++++ Trecho fornecido ++++

O Emerson, Lake & Palmer foi a banda que me fez realmente gostar do estilo. Apesar de ter começado com Trilogy (1972), indico o Brain salad surgery, que é um disco complexo, com linhas marcantes de órgão, sintetizadores moog e piano, elementos bem característicos do rock progressivo. Este é considerado por muitos o melhor disco do trio, e também não faltam razões para isso. O entrosamento entre Keith Emerson, Carl Palmer e Greg Lake, aqui, é impecável; as influências de música clássica são perceptíveis, principalmente na harmonia de “Jerusalem”, faixa que abre o disco. É um excelente ponto de partida para conhecer o trio mais detidamente.

Uma curiosidade a respeito de Brain salad surgery: a capa e a contracapa foram elaboradas pelo suíço H. R. Giger, que foi o responsável pela criação do personagem Alien, protagonista da franquia de mesmo nome.

2. In the court of the crimson king, King Crimson (1969)

king crimson

Certamente você já deve ter visto este rosto em pânico em algum lugar, seja em um sonho, seja em uma loja de discos, seja aqui mesmo na internet. O King Crimson surgiu em 1969, mesmo ano em que foi lançado Tommy, do The Who, e já mostrava a que tinha vindo. In the court of the crimson king é um álbum transgressor para os padrões de rock da época. Com influências de música erudita e de jazz, no álbum há solos inclusive de metais, além das guitarras já habituais no rock. Destaca-se neste disco o trabalho fenomenal de Robert Fripp, músico que definiu um estilo de tocar guitarra com seus “frippertronics”, criando efeitos de ambiência e delay com o instrumento. Além disso, o vocalista e baixista na formação de In the court of the crimson king era o já citado Greg Lake, que depois veio a integrar o Emerson, Lake & Palmer.

Quando for ouvir este disco, encarregue-se de não fazer mais nada durante a audição, pois ela vai exigir total atenção para que nenhum detalhe passe despercebido.

3. Thick as a brick, Jethro Tull (1972)

++++ Dados fornecidos ++++

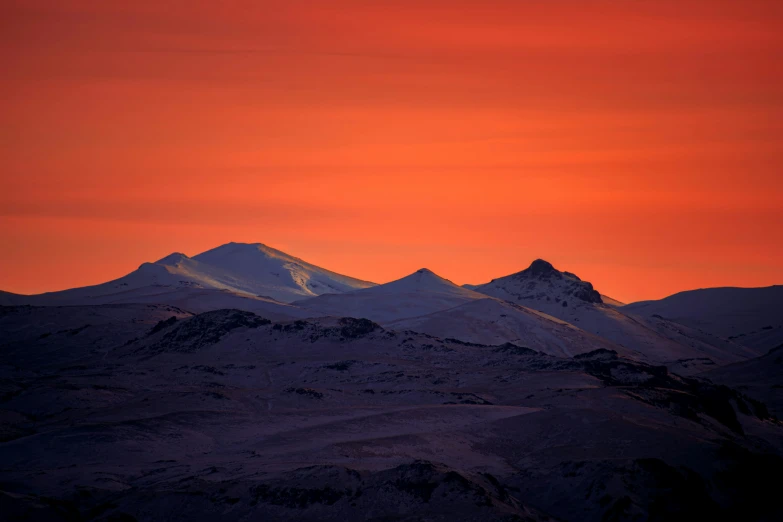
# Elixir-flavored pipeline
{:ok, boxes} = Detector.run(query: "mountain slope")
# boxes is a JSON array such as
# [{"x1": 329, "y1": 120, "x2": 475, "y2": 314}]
[
  {"x1": 0, "y1": 305, "x2": 783, "y2": 522},
  {"x1": 293, "y1": 268, "x2": 485, "y2": 324},
  {"x1": 0, "y1": 243, "x2": 373, "y2": 308},
  {"x1": 388, "y1": 297, "x2": 640, "y2": 357},
  {"x1": 471, "y1": 259, "x2": 760, "y2": 373},
  {"x1": 622, "y1": 285, "x2": 783, "y2": 352}
]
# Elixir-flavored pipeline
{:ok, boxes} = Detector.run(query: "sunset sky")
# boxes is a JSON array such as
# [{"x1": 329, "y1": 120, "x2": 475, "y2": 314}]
[{"x1": 0, "y1": 0, "x2": 783, "y2": 302}]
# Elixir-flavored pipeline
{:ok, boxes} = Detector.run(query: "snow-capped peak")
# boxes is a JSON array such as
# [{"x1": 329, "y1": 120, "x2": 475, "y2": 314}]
[{"x1": 470, "y1": 259, "x2": 603, "y2": 307}]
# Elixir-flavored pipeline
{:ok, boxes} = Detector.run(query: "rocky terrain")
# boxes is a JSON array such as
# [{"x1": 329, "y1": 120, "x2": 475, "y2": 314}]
[{"x1": 0, "y1": 304, "x2": 783, "y2": 521}]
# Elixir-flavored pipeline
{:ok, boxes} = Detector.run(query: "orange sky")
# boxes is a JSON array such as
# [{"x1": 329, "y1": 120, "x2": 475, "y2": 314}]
[{"x1": 0, "y1": 0, "x2": 783, "y2": 301}]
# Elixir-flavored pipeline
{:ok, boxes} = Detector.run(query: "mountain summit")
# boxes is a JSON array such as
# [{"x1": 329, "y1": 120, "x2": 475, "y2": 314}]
[
  {"x1": 294, "y1": 268, "x2": 486, "y2": 324},
  {"x1": 5, "y1": 243, "x2": 375, "y2": 305},
  {"x1": 467, "y1": 259, "x2": 603, "y2": 307}
]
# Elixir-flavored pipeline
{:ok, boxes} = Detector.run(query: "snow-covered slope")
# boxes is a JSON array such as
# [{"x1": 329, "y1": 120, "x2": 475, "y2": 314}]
[
  {"x1": 293, "y1": 268, "x2": 486, "y2": 324},
  {"x1": 622, "y1": 285, "x2": 783, "y2": 352},
  {"x1": 0, "y1": 243, "x2": 373, "y2": 308},
  {"x1": 470, "y1": 259, "x2": 761, "y2": 373},
  {"x1": 700, "y1": 344, "x2": 783, "y2": 418},
  {"x1": 0, "y1": 305, "x2": 783, "y2": 522},
  {"x1": 188, "y1": 243, "x2": 374, "y2": 303},
  {"x1": 388, "y1": 297, "x2": 640, "y2": 357}
]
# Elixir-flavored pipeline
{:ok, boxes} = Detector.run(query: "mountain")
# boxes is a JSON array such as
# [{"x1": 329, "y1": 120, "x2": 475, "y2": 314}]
[
  {"x1": 0, "y1": 243, "x2": 374, "y2": 310},
  {"x1": 388, "y1": 297, "x2": 641, "y2": 357},
  {"x1": 293, "y1": 268, "x2": 486, "y2": 324},
  {"x1": 469, "y1": 259, "x2": 761, "y2": 373},
  {"x1": 622, "y1": 285, "x2": 783, "y2": 353},
  {"x1": 699, "y1": 344, "x2": 783, "y2": 418},
  {"x1": 0, "y1": 305, "x2": 783, "y2": 522}
]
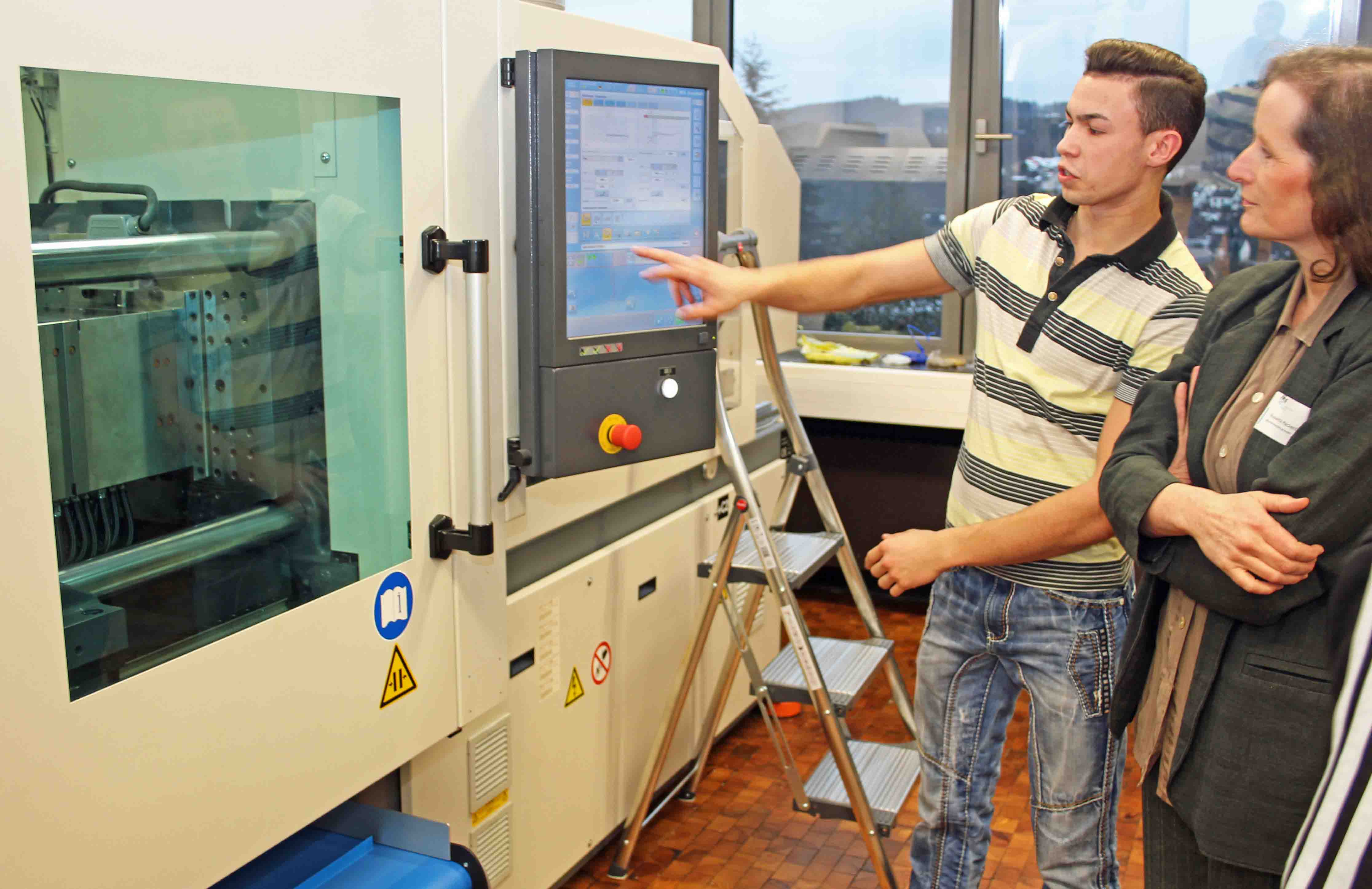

++++

→ Requisitos da tarefa: Segundo o trecho fornecido, quem elaborou a capa e a contracapa de Brain salad surgery?

→ Resultado da tarefa: O suíço H. R. Giger.